Petistas e bolsonaristas alimentam a falsa ideia de que a disputa no segundo turno certamente ficará entre eles

Antes disso, havia abandonado o figurino de “Lulinha paz e amor” que adotou com a escolha de Geraldo Alckmin para ser seu vice, retomando a antiga imagem de radical de esquerda, da qual tenta se afastar. Em um evento na Central Única dos Trabalhadores (CUT), na segunda-feira, 4, o petista falou sobre a “pauta unificada da classe operária” e reafirmou que, se eleito, quer rever a reforma trabalhista aprovada durante o governo de Michel Temer para retomar direitos que foram extintos. Lembrou que qualquer contrarreforma depende do Congresso e avaliou que era uma boa ideia conclamar as centrais sindicais a pressionarem os parlamentares, inclusive pessoalmente, em suas casas. “Se a gente mapeasse o endereço de cada deputado e fossem 50 pessoas até a casa dele, não é para xingar, mas para conversar com ele, conversar com a mulher dele, com o filho dele, incomodar a tranquilidade dele. Acho que surte mais efeito do que um ato público em frente ao Congresso.”

○ ○ ○ ○

» O que se pede: Devolva na íntegra o texto para leitura apresentado acima, sem nenhuma alteração.

○ ○ ○ ○

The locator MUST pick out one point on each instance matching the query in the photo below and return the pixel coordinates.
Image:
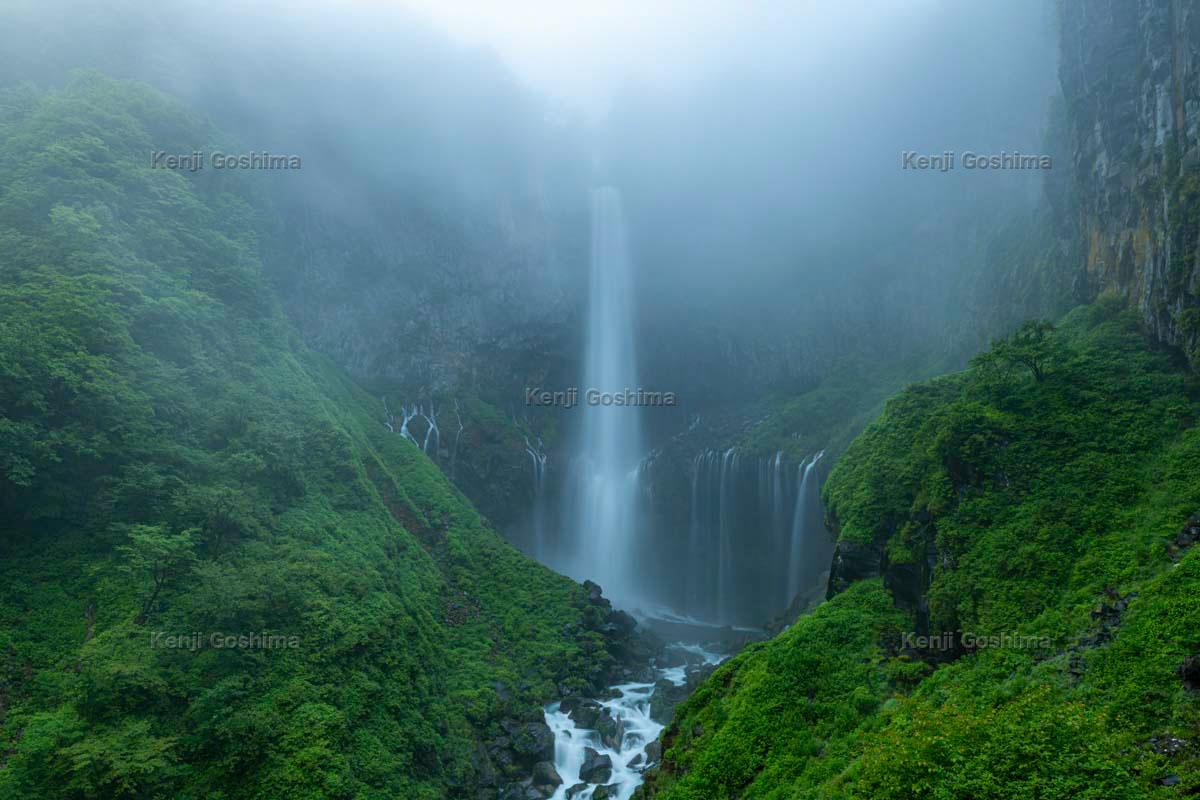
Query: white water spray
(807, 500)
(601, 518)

○ ○ ○ ○

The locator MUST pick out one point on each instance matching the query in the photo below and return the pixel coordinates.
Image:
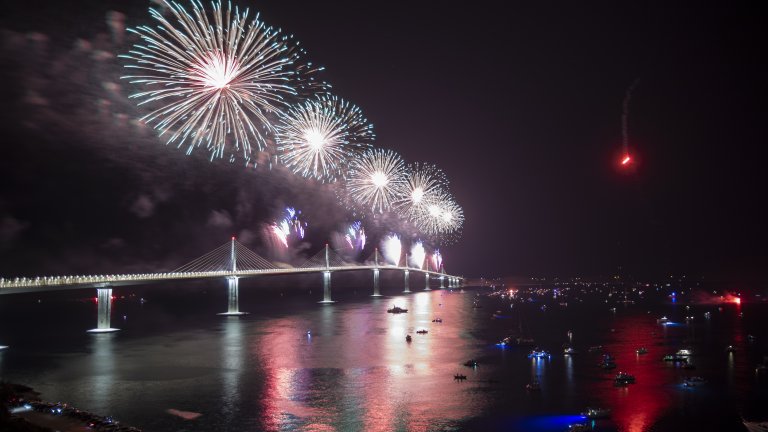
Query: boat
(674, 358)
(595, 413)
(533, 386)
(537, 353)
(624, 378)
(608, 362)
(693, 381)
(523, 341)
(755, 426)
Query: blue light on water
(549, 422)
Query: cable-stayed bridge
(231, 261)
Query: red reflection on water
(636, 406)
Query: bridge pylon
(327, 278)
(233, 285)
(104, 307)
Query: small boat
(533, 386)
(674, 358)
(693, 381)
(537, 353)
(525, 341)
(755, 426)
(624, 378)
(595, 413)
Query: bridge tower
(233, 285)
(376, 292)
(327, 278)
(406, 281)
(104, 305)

○ ○ ○ ○

» Resposta:
Petistas e bolsonaristas alimentam a falsa ideia de que a disputa no segundo turno certamente ficará entre eles

Antes disso, havia abandonado o figurino de “Lulinha paz e amor” que adotou com a escolha de Geraldo Alckmin para ser seu vice, retomando a antiga imagem de radical de esquerda, da qual tenta se afastar. Em um evento na Central Única dos Trabalhadores (CUT), na segunda-feira, 4, o petista falou sobre a “pauta unificada da classe operária” e reafirmou que, se eleito, quer rever a reforma trabalhista aprovada durante o governo de Michel Temer para retomar direitos que foram extintos. Lembrou que qualquer contrarreforma depende do Congresso e avaliou que era uma boa ideia conclamar as centrais sindicais a pressionarem os parlamentares, inclusive pessoalmente, em suas casas. “Se a gente mapeasse o endereço de cada deputado e fossem 50 pessoas até a casa dele, não é para xingar, mas para conversar com ele, conversar com a mulher dele, com o filho dele, incomodar a tranquilidade dele. Acho que surte mais efeito do que um ato público em frente ao Congresso.”